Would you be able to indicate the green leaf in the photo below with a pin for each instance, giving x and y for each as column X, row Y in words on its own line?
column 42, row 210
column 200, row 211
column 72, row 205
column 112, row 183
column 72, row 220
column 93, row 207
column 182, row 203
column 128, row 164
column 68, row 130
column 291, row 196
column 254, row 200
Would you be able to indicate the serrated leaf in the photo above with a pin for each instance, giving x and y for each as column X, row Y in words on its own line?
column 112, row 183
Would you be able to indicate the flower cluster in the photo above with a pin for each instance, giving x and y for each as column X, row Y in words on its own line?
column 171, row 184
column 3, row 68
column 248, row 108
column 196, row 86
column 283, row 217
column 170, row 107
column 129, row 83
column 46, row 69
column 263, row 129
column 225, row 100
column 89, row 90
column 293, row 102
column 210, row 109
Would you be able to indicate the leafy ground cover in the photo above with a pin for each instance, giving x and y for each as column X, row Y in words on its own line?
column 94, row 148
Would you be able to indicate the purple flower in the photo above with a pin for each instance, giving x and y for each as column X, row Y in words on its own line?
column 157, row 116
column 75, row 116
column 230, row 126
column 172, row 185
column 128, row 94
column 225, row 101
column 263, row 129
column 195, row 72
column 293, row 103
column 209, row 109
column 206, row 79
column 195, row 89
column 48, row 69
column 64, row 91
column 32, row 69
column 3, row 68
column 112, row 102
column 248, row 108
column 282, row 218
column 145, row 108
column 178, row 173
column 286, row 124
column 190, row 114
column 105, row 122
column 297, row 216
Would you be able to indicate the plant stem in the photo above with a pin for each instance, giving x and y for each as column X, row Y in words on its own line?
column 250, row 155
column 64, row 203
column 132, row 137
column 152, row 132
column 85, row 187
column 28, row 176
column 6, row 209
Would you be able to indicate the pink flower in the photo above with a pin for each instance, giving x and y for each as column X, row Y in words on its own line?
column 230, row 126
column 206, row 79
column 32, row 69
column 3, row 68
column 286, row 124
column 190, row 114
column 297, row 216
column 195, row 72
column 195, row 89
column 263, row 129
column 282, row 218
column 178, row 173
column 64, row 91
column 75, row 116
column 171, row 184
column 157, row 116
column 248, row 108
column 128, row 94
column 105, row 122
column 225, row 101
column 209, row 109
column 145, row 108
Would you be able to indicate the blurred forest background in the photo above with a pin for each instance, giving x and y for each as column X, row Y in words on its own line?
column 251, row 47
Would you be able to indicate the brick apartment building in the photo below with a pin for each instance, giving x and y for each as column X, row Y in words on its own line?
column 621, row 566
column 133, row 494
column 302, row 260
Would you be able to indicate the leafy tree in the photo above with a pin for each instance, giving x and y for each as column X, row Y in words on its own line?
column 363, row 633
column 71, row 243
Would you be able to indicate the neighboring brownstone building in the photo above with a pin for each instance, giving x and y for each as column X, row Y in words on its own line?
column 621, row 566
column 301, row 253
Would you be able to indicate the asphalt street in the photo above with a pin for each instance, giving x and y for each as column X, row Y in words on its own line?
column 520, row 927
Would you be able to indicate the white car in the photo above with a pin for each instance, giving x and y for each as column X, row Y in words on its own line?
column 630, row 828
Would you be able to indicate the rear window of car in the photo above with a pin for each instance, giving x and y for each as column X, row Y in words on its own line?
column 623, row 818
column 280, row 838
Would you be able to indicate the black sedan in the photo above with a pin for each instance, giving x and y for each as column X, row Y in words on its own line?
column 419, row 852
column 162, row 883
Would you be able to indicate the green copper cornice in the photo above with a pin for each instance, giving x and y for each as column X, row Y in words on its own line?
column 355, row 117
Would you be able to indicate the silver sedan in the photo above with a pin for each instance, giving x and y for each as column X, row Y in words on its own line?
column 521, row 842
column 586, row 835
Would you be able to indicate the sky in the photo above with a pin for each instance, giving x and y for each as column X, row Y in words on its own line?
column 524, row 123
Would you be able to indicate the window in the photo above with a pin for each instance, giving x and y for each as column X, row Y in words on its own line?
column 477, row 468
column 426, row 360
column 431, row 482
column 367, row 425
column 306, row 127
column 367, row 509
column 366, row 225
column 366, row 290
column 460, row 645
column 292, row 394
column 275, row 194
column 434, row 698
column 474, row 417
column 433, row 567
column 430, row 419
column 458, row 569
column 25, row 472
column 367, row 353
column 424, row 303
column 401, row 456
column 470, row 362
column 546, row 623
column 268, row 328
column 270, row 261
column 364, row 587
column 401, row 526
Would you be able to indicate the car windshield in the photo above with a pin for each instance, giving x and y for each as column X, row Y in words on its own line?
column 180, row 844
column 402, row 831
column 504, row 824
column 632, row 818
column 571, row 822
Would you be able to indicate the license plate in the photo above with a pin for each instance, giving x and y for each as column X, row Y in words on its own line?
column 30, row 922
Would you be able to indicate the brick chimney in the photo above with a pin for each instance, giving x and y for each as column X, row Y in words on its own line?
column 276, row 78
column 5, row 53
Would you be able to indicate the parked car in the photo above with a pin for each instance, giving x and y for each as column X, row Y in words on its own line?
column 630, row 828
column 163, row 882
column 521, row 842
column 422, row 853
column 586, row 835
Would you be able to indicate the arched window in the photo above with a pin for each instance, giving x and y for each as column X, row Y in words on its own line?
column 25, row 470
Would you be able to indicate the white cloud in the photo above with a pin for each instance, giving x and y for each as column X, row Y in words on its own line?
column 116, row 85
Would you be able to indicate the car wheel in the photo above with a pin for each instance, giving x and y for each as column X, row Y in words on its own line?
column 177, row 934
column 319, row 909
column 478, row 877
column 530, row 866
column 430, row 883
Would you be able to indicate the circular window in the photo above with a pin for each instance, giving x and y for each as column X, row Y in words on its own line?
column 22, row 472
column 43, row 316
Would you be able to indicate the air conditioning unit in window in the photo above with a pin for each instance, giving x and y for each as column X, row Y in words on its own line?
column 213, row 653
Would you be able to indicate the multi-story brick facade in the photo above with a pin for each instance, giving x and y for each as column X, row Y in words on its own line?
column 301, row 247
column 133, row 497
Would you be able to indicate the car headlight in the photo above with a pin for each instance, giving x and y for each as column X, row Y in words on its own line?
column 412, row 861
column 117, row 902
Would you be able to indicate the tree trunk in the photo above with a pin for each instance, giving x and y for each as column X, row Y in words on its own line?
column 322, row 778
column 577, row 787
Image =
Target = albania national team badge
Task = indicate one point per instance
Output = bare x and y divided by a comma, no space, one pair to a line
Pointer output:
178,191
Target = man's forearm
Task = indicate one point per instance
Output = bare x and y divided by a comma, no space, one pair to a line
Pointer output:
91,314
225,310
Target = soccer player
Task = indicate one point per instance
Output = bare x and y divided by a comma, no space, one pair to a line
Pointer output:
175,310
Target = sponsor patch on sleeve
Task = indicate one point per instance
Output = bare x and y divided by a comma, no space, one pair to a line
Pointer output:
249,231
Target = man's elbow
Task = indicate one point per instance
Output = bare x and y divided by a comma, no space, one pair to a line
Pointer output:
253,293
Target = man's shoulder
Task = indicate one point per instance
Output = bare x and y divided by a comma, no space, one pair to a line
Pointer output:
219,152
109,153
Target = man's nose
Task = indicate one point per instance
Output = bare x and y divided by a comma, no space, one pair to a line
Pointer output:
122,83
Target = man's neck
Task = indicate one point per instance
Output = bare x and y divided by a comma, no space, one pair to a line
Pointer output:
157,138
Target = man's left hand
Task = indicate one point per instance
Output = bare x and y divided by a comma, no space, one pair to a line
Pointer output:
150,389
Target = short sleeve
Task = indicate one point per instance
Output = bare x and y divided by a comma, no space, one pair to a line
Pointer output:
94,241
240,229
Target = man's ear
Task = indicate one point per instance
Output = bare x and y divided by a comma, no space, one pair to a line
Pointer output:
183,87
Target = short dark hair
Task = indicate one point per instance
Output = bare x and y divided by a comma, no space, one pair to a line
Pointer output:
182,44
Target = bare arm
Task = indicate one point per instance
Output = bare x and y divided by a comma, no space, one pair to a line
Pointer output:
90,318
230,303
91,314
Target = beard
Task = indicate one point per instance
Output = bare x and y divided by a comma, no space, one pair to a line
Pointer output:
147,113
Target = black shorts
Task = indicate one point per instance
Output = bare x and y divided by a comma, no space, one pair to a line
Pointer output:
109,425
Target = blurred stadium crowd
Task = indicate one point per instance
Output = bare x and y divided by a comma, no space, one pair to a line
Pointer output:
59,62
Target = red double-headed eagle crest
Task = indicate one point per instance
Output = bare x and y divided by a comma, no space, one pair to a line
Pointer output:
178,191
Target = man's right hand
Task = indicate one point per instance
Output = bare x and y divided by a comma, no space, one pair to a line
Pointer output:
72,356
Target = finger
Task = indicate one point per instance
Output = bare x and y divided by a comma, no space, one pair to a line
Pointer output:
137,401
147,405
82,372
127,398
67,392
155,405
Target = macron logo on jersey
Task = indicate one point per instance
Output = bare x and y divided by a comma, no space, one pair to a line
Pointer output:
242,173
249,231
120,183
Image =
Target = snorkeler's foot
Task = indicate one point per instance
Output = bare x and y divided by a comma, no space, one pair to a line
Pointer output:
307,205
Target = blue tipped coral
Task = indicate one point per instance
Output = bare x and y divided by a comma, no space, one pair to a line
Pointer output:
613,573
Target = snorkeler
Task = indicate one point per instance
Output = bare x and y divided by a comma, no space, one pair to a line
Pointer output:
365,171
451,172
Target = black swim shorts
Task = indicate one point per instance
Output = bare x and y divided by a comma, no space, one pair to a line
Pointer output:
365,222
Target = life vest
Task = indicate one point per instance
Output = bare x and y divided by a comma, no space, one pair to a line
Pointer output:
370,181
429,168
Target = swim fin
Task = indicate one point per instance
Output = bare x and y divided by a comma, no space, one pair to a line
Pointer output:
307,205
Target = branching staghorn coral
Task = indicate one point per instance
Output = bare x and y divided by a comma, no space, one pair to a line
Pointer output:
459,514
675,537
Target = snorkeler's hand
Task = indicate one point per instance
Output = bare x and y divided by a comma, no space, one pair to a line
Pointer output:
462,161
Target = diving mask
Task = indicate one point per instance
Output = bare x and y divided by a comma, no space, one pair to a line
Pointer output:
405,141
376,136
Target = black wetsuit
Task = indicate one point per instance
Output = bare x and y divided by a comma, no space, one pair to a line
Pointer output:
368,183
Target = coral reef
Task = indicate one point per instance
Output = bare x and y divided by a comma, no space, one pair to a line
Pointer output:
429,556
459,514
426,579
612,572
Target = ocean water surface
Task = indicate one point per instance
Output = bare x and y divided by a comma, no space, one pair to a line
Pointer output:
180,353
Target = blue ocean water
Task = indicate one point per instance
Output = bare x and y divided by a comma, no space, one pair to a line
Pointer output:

· · · · · · ·

WHAT TO WORK ON:
Your reply should consist of one number: how many lines above contain the word "water".

EXERCISE SOLUTION:
2